— START OF DATA EXCERPTS —

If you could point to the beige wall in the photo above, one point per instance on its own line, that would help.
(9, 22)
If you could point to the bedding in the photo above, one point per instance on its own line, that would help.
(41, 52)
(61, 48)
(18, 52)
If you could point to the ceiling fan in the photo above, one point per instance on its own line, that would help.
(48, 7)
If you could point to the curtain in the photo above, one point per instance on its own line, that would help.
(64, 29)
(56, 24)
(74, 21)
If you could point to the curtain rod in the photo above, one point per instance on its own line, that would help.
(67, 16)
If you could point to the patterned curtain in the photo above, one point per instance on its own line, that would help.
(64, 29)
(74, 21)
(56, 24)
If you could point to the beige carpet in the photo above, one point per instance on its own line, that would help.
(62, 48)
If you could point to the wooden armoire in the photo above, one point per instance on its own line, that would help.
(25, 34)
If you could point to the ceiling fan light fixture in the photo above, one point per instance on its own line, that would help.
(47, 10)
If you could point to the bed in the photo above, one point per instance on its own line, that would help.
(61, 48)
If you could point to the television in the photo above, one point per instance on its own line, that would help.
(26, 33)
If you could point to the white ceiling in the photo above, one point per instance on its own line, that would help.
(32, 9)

— END OF DATA EXCERPTS —

:: EXERCISE OBJECTIVE ::
Copy the entries above word for word, keeping every line.

:: RESULT OF THE EXERCISE ::
If you could point to the beige wall in the photo above, one point per instance on its own line, that would help.
(9, 22)
If you could point to the bedding in the photo above, one point per instance on its own line, that would help.
(41, 52)
(61, 48)
(18, 52)
If you could point to the ceiling fan in the photo above, one point per instance on its own line, that would help.
(48, 7)
If you could point to the curtain in the photo above, one point per instance on its own line, that would help.
(64, 29)
(56, 24)
(74, 21)
If you could point to the curtain rod in the photo above, one point per instance on its own line, that would help.
(67, 16)
If you could point to the patterned curtain in the photo above, one point per instance on its own line, that would help.
(64, 29)
(74, 21)
(56, 24)
If you could point to the beige carpet in the photo above, one point per instance on its own line, that would help.
(62, 48)
If you could point to the wooden armoire in the photo above, one point per instance on its own line, that would help.
(25, 34)
If you could point to the ceiling fan light fixture in the photo above, one point per instance on its own line, that would help.
(47, 10)
If you could point to the bed in the photo above, one point per instance on its own line, that would help.
(61, 48)
If you could point to the television in the photo above, one point per instance on its own line, that would help.
(26, 33)
If you could point to the white ceiling in the photo above, one point per instance on its own line, that would help.
(32, 9)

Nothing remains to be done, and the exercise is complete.